**SOURCE DOCUMENT**:
▬▬▬▬▬▬▬▬▬▬

Lao Tzu

"A good traveler has no fixed plans and is not intent on arriving.” – Lao Tzu


Saturday, February 12, 2011

Mubarak's Egypt Had Nothing on Us

During the afternoon of the day Mubarak stepped down, I was driving to an appointment and listening to NPR, an interview of a supposed expert on Egypt.  Just that morning, I had watched Al Jazeera English and Democracy Now!’s coverage of the celebrations in Tahrir Square and the various interviews they had on the same subject, where I learned from Lisa Hajjar, a professor at the University of California, Santa Barbara, on Democracy Now!, that Omar Suleiman was/is “...the CIA’s Man in Cairo and Egypt’s Torturer-in-Chief,” that he had, in fact, tortured a person himself.

Imagine my disgust, therefore, when, listening to NPR that afternoon, I was told Suleiman was not the bad guy his “critics” said he was. Instead, it went something like this, from another NPR story:

“Suleiman brings to these discussions a long history of involvement in delicate Middle East negotiations. He has been Mubarak's principal representative in discussions with the Israelis and the Palestinians, and he has mediated between the rival Fatah and Hamas factions of the Palestinian leadership. He also has close contacts with Saudi and Iraqi leaders, and he has met often with top U.S. military and political officials, including Secretary of State Hillary Clinton, Adm. Michael Mullen, the chairman of the Joint Chiefs of Staff, and Army Gen. David Petraeus, formerly the head of the U.S. military's Central Command.

▬▬▬▬▬▬▬▬▬▬

**EXCERPTED DATA**:

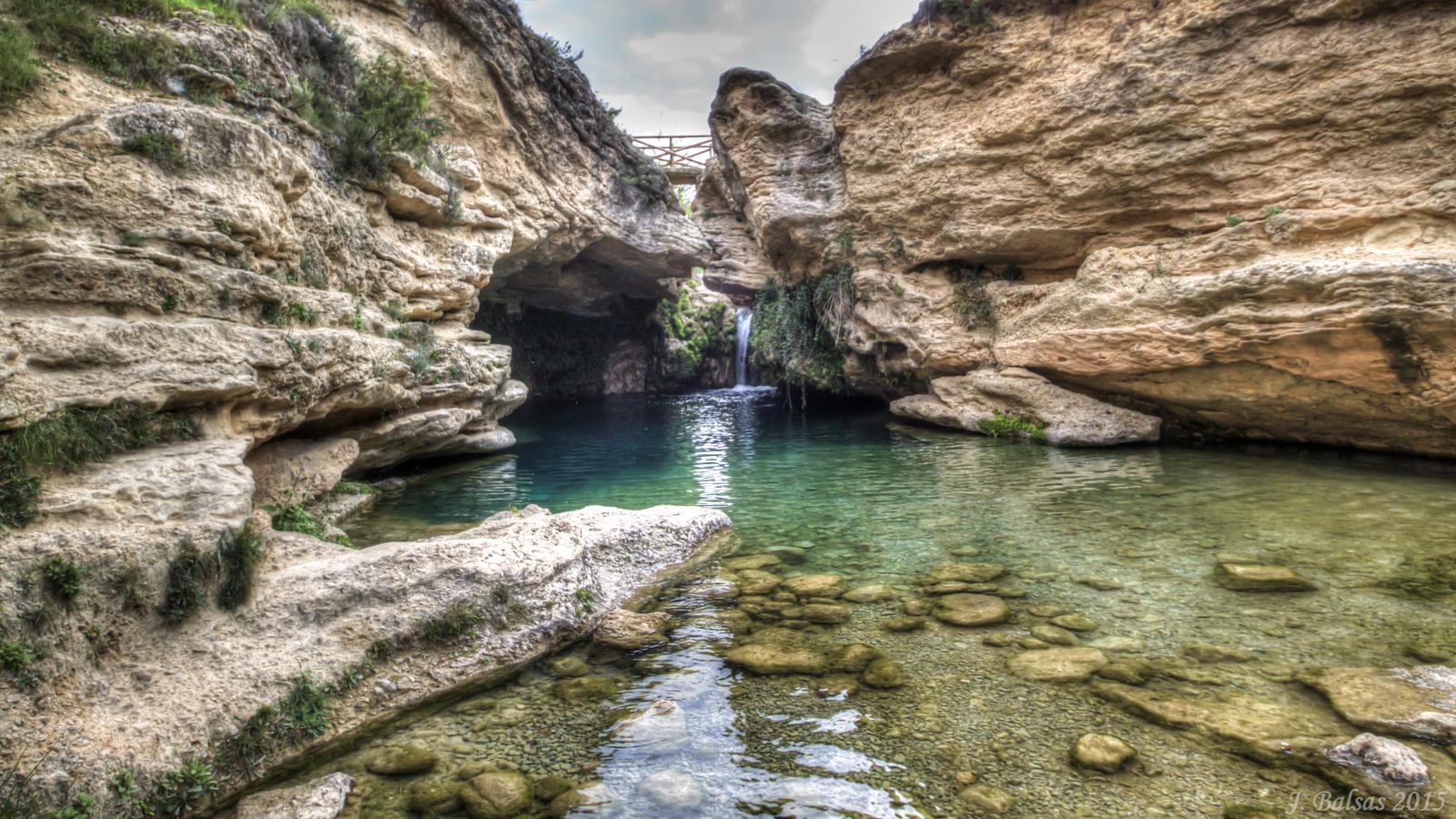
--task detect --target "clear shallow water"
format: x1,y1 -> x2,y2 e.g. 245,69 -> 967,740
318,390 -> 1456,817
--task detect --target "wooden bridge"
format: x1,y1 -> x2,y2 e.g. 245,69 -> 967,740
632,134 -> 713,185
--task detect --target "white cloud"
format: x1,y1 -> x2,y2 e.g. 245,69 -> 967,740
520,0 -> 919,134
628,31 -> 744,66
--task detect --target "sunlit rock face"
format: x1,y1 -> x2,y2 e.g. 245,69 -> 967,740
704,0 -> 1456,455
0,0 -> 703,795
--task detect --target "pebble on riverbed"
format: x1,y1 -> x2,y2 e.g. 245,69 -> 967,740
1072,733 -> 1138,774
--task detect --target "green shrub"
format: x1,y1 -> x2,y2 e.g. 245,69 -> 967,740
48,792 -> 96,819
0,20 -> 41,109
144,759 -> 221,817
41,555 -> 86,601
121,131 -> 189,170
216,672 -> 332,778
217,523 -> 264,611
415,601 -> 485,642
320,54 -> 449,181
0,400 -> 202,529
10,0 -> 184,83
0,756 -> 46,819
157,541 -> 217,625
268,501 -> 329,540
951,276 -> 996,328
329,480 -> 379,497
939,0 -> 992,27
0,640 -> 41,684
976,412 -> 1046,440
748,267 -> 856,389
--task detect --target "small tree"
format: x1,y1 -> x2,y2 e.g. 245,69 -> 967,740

▬▬▬▬▬▬▬▬▬▬

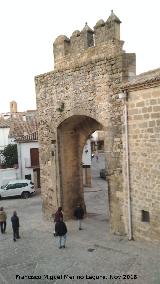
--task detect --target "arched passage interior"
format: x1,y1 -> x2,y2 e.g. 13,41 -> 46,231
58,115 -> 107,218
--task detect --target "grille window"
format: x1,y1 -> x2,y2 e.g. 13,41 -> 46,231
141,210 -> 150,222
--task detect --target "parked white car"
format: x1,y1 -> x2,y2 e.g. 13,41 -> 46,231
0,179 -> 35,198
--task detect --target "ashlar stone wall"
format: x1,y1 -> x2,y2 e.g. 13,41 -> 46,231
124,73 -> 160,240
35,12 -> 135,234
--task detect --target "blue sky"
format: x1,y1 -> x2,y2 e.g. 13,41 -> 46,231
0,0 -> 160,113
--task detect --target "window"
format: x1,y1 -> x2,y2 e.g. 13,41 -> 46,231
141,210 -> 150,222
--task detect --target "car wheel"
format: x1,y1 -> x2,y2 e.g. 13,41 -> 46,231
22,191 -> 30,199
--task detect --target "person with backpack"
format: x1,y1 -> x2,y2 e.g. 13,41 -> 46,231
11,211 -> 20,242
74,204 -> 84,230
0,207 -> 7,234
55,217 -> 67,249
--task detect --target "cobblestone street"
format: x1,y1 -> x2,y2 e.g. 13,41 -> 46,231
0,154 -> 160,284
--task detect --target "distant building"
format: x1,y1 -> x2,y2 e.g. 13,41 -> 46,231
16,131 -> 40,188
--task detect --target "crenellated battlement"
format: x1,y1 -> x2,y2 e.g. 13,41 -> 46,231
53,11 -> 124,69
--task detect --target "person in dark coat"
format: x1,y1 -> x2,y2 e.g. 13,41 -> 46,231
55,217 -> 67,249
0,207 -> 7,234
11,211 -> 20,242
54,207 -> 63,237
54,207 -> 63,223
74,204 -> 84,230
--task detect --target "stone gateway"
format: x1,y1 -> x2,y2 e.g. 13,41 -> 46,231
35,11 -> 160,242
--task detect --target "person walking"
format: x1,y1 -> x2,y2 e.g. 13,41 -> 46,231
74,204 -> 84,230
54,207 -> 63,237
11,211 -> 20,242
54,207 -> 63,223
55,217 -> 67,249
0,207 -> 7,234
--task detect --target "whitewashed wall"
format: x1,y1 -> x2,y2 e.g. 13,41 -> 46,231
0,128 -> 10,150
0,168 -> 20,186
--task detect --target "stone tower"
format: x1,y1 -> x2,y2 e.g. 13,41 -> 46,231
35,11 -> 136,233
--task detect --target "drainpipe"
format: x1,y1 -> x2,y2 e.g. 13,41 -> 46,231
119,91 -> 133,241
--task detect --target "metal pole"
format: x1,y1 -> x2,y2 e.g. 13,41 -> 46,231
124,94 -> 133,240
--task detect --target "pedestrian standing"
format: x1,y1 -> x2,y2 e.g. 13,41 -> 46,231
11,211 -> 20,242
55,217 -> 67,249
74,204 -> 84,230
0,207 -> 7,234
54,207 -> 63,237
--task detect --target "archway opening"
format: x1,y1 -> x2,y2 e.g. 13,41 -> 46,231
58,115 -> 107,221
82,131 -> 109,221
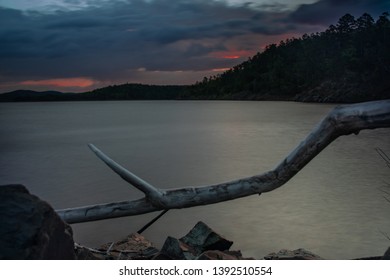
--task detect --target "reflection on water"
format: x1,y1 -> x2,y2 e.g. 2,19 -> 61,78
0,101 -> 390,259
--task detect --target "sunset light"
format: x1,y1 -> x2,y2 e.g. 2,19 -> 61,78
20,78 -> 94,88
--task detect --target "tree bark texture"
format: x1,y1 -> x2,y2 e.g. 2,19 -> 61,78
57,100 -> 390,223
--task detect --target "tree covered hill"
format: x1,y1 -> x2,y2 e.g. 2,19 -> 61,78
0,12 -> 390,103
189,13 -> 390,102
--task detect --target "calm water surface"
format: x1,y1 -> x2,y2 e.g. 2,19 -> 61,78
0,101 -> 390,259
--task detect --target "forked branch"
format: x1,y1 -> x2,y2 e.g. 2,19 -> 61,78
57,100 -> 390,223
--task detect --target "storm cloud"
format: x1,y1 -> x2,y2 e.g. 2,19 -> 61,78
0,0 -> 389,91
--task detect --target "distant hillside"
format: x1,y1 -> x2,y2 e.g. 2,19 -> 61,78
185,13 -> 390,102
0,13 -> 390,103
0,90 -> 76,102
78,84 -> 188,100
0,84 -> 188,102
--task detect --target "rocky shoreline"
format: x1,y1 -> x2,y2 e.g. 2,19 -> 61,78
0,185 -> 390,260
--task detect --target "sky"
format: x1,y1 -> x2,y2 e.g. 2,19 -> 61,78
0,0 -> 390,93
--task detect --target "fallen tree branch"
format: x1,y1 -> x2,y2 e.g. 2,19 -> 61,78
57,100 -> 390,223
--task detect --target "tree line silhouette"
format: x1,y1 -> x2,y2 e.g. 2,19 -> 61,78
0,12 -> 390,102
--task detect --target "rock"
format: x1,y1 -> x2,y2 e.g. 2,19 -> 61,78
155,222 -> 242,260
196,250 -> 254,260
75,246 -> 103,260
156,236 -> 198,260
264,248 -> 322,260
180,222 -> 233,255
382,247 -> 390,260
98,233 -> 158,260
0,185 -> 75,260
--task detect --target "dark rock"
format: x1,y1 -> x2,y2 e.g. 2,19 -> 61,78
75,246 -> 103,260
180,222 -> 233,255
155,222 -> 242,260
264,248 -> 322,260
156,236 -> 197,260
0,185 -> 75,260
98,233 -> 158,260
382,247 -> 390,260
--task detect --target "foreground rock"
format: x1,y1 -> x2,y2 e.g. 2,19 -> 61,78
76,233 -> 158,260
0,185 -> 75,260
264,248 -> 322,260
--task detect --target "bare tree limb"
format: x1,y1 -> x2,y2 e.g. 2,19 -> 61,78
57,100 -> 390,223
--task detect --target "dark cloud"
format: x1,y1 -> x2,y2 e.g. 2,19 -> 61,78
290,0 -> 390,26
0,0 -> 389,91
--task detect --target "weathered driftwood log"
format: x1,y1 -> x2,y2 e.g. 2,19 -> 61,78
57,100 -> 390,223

▬▬▬▬▬▬▬▬▬▬

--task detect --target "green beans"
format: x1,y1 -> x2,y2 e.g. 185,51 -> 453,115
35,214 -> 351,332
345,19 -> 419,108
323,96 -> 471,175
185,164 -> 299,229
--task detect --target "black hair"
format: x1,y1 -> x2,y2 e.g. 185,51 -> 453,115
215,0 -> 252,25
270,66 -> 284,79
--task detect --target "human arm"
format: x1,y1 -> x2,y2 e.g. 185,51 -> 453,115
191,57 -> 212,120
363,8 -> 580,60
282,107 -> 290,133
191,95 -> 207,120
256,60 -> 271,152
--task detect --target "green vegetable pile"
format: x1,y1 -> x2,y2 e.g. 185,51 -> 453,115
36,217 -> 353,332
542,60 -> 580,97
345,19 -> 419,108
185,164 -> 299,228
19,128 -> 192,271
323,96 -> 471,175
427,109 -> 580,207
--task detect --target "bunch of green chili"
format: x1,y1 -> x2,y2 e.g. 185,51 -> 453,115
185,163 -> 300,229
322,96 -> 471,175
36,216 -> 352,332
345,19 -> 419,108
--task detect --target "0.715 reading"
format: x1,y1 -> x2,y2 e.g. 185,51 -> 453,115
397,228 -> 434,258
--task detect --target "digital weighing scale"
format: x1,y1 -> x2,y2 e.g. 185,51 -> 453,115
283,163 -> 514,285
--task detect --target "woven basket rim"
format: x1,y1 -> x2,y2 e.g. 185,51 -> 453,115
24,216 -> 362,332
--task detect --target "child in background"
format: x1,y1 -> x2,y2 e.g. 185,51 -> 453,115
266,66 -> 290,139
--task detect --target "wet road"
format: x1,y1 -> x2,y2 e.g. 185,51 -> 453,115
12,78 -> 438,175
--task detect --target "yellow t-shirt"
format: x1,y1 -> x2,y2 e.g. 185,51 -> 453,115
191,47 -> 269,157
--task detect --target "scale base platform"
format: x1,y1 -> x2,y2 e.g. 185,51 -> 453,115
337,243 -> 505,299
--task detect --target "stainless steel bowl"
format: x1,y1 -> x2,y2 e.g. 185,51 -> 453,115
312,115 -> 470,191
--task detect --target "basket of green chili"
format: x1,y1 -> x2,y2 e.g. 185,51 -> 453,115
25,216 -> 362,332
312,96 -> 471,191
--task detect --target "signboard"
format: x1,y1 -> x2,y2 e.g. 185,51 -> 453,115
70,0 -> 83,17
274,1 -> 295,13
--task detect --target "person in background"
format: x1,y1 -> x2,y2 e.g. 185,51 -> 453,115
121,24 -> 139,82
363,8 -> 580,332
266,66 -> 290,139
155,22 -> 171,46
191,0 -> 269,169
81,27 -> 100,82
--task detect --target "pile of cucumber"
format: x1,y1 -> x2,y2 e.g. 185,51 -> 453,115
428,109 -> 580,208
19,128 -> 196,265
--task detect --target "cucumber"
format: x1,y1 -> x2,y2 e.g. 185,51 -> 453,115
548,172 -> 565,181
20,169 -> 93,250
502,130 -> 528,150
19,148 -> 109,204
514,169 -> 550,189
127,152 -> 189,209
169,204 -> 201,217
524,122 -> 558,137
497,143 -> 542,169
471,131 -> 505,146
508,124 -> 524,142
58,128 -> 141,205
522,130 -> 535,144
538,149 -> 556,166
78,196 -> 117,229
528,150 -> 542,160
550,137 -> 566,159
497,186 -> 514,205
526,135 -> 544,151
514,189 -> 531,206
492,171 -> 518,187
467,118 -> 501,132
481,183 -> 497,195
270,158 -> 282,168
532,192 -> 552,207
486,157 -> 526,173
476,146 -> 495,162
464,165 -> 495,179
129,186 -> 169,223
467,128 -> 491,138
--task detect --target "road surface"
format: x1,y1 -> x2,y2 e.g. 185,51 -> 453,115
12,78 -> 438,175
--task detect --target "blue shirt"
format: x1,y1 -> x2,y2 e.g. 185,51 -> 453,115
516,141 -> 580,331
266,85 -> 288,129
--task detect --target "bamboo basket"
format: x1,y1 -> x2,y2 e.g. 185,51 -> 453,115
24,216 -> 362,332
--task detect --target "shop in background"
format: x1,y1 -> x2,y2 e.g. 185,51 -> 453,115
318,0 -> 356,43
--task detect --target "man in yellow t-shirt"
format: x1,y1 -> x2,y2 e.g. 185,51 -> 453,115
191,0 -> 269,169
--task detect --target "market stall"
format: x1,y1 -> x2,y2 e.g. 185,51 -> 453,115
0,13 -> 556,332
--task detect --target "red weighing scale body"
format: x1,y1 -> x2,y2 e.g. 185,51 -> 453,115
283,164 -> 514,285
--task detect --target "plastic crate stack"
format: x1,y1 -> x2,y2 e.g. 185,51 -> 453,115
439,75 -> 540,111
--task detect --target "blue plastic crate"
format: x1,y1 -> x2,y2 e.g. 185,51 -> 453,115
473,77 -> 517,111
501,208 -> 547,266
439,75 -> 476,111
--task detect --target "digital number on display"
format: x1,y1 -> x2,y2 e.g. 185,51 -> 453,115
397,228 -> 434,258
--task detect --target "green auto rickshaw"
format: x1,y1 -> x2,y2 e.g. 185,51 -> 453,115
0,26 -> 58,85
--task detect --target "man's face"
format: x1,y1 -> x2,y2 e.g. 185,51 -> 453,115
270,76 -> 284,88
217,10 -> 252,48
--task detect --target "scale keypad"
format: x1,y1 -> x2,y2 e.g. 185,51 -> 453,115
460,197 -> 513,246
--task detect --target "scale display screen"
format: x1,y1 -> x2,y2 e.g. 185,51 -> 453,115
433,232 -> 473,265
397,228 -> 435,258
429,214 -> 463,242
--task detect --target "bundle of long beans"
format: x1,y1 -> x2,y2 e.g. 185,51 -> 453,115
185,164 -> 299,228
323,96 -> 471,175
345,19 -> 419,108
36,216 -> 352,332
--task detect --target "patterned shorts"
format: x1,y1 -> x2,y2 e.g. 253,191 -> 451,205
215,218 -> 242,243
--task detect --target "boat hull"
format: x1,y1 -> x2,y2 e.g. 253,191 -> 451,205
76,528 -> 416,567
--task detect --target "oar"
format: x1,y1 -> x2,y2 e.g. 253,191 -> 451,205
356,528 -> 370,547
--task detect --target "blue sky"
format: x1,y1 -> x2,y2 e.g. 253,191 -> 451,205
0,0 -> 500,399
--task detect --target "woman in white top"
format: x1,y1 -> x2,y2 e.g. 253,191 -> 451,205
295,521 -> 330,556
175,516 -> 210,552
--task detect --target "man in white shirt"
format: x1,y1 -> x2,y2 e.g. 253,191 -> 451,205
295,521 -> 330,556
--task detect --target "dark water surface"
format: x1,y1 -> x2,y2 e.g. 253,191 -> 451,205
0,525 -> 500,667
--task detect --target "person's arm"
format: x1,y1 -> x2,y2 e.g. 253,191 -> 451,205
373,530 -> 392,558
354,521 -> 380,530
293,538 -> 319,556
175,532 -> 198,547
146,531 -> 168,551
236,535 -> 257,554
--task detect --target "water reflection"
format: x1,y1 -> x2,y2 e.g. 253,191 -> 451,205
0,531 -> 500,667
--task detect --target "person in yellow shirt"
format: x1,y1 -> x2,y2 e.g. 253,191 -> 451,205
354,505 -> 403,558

▬▬▬▬▬▬▬▬▬▬

**WHAT THE TASK REQUIRES**: Pick up the blog post about NPR's coverage of Omar Suleiman where it ends, and keep writing it from that point. You won't need the items for this.

**RIGHT ANSWER**:
"Omar Suleiman is careful, calculating, shrewd, obviously extremely intelligent," said David Mack, who served as deputy assistant secretary of state for Near Eastern Affairs in the administration of George H.W. Bush. "That comes across when you speak to him."


Suleiman's leadership in crafting a way out of Egypt's dangerous political stalemate is characteristic of his experience, Cohen says.


"He's a strategic thinker," he said. "He is trying to design a strategy that would allow the changes in Egypt to take place peacefully without further bloodshed and would not split the army and the people. They know that if there is a split between the army and the people that would damage the whole structure of the legitimacy of the Egyptian state." 


Notice the difference? Nothing about torture. This is what is known as lies by omission, and that is NPR’s journalistic ethic these days—no ethical or moral compunction to tell the whole truth at all. Don’t expect the truth about Egypt’s “Torturer in Chief;” you’re going to be protected from all those pesky little details.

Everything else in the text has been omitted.